**Records from a data collection**:
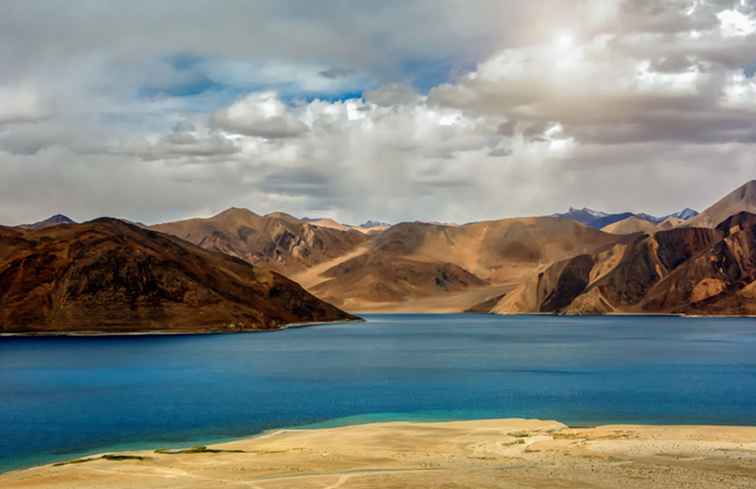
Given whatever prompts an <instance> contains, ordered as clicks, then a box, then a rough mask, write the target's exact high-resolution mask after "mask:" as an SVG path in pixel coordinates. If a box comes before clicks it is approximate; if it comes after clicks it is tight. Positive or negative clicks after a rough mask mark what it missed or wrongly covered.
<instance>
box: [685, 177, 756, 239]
mask: <svg viewBox="0 0 756 489" xmlns="http://www.w3.org/2000/svg"><path fill="white" fill-rule="evenodd" d="M743 211H745V212H750V213H756V180H751V181H750V182H747V183H745V184H744V185H741V186H740V187H738V188H736V189H735V190H733V191H732V192H730V193H729V194H727V195H726V196H724V197H723V198H722V199H720V200H719V201H717V202H716V203H715V204H714V205H712V206H711V207H709V208H708V209H706V210H705V211H703V212H702V213H700V214H699V215H697V216H696V217H694V218H693V219H690V220H689V221H687V222H686V223H685V225H686V226H691V227H708V228H713V227H716V226H717V225H719V223H721V222H722V221H724V220H725V219H727V218H728V217H730V216H732V215H734V214H737V213H739V212H743Z"/></svg>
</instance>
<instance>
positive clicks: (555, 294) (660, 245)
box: [490, 213, 756, 314]
mask: <svg viewBox="0 0 756 489" xmlns="http://www.w3.org/2000/svg"><path fill="white" fill-rule="evenodd" d="M754 280H756V215H753V214H749V213H740V214H738V215H736V216H733V217H731V218H729V219H727V220H725V221H724V222H723V223H722V224H720V226H718V227H717V229H707V228H691V227H684V228H678V229H672V230H668V231H660V232H657V233H655V234H654V235H653V236H644V235H636V236H635V237H634V238H633V239H630V240H629V241H628V242H626V243H619V244H616V245H613V246H609V247H606V248H604V249H602V250H600V251H599V252H597V253H593V254H584V255H578V256H575V257H573V258H570V259H567V260H563V261H560V262H557V263H555V264H553V265H551V266H550V267H548V268H547V269H546V270H545V271H543V272H542V273H539V274H538V275H537V276H535V277H532V278H531V279H530V280H528V281H527V282H526V283H524V284H522V285H520V286H519V287H518V288H517V289H516V290H515V291H513V292H512V293H510V294H508V295H507V296H505V297H504V298H502V299H501V300H500V301H498V302H497V304H496V305H494V306H493V307H491V309H490V310H491V311H492V312H498V313H505V314H506V313H520V312H561V313H569V314H602V313H608V312H645V313H651V312H665V313H701V314H713V313H716V314H753V313H755V312H756V302H755V301H753V297H752V295H753V292H754V285H753V282H754Z"/></svg>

**WHAT IS REQUIRED**: Return, word for word, everything from the line containing "</instance>" down to the end of the records above.

**THE ANSWER**:
</instance>
<instance>
positive clicks: (555, 294) (660, 245)
box: [490, 213, 756, 314]
mask: <svg viewBox="0 0 756 489" xmlns="http://www.w3.org/2000/svg"><path fill="white" fill-rule="evenodd" d="M754 280H756V215H753V214H749V213H740V214H738V215H736V216H733V217H731V218H729V219H727V220H725V221H724V222H723V223H722V224H720V226H718V227H717V229H707V228H691V227H684V228H678V229H672V230H668V231H660V232H657V233H655V234H654V235H653V236H644V235H636V236H635V237H634V238H633V239H630V240H629V241H628V242H626V243H619V244H616V245H613V246H609V247H606V248H604V249H602V250H600V251H599V252H597V253H593V254H584V255H578V256H575V257H573V258H570V259H567V260H563V261H560V262H557V263H555V264H553V265H551V266H550V267H548V268H547V269H546V270H545V271H543V272H542V273H539V274H538V275H537V276H535V277H532V278H531V279H530V280H528V281H527V282H526V283H524V284H522V285H520V286H519V287H518V288H517V289H516V290H515V291H513V292H512V293H510V294H508V295H507V296H505V297H504V298H502V299H501V300H500V301H498V302H497V304H496V305H494V306H493V307H491V309H490V310H491V311H492V312H498V313H505V314H506V313H520V312H561V313H569V314H602V313H608V312H645V313H651V312H665V313H701V314H713V313H716V314H753V313H755V312H756V302H755V301H753V297H752V295H753V292H754V285H753V282H754Z"/></svg>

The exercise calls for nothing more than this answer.